* SOURCE DOCUMENT
Factors Contributing to the "DPE Shortage" - The CFI's Role (Part 1 of 3)
- JM

- Dec 10
- 7 min read
There are few topics that will conjure more animosity between students, Certificated Flight Instructors (CFIs), and Designated Pilot Examiners (DPEs) than the purported “DPE shortage.” While this topic is not new, the last eighteen months saw the aviation community abuzz with related conversation to a level not before witnessed. Simply uttering this two-word phrase in the wrong place might earn you a look askance or an irritated sigh. Aircraft Owners and Pilots Association (AOPA) town halls fielded questions from frustrated CFIs while DPEs looked on in disapproval. The FAA received numerous complaints from disenfranchised students – leading to an increase in DPE numbers.[1] Well known VLOGs also hosted DPE interviews to generate greater awareness of evaluators’ frustrations that included a fair amount of finger-pointing. While the complaints differed greatly, each of these three groups shared one important thing in common: no sincere acceptance of accountability for their role in the “DPE shortage.”

* INSTRUCTION 1
Decide whether each statement agrees with the passage on the DPE shortage, and answer yes or no, quoting the words from the passage that decide it. (a) The FAA received many complaints from students. (b) At AOPA town halls, frustrated DPEs asked questions while CFIs looked on. (c) The passage calls the DPE shortage a new topic.
* INSTRUCTION 2
Go on with the passage on the DPE shortage, starting after its last sentence.

[Point labeling dataset excerpts]

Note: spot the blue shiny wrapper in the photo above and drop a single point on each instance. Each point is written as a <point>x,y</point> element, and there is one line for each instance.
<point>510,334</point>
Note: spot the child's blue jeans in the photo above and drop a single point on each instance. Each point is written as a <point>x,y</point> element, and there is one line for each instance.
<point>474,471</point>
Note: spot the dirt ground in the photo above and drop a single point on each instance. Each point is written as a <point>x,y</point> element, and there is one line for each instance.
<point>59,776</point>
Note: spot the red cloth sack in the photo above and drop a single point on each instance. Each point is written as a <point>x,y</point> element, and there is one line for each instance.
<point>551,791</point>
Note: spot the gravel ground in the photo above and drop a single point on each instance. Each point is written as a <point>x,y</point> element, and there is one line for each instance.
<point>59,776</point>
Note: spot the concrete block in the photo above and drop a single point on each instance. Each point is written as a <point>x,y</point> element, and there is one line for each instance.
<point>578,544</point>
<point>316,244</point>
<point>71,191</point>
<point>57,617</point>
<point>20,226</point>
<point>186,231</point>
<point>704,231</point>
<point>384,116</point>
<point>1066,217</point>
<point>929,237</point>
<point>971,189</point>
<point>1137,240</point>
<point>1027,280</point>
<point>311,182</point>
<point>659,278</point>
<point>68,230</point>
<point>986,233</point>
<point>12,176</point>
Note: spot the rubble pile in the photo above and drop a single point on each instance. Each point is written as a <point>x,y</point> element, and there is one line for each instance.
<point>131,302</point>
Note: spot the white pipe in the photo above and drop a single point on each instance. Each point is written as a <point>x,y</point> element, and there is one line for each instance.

* FINAL RESULT 1
(a) Yes: "The FAA received numerous complaints from disenfranchised students"
(b) No: "fielded questions from frustrated CFIs while DPEs looked on in disapproval"
(c) No: "While this topic is not new"

* FINAL RESULT 2
Much of what I heard or read was as soaked with emotion as a wet paper towel, but passion erodes objectivity as much it can breed animosity. What our aviation community needs – the fix to this growing crisis – is each group owning its respective role in it. Our continuing to hold one another in contempt does nothing to reduce or eliminate the 24,000 pilot vacancies estimated for calendar year 2026 or the more than 17,000 projected through 2032.[2]
As both a former student and now CFI, I must confess my own, initial lack of objectivity. I found it difficult to watch the many videos and read the many posts DPEs eagerly generated and exercise genuine empathy. Some anecdotes amounted to nothing short of open hostility toward my fellow instructors. But after several months I realized just how much I had projected my own feelings onto the situation – a "defense mechanism" the Fundamentals of Instruction (FOIs) warn this former college professor and now CFI to guard against.[3] So, I took a deep breath, put my professor hat back on, and set about to gather the facts. While I do not pretend to possess a perfect solution – there will always be more to learn and understand – I do aim to identify the biggest contributing factors from all three parties to the certification process. In this first post of a three-part series, I set out to determine what more CFIs can do to alleviate the “DPE shortage.” I have withheld the identities of any quoted commentators.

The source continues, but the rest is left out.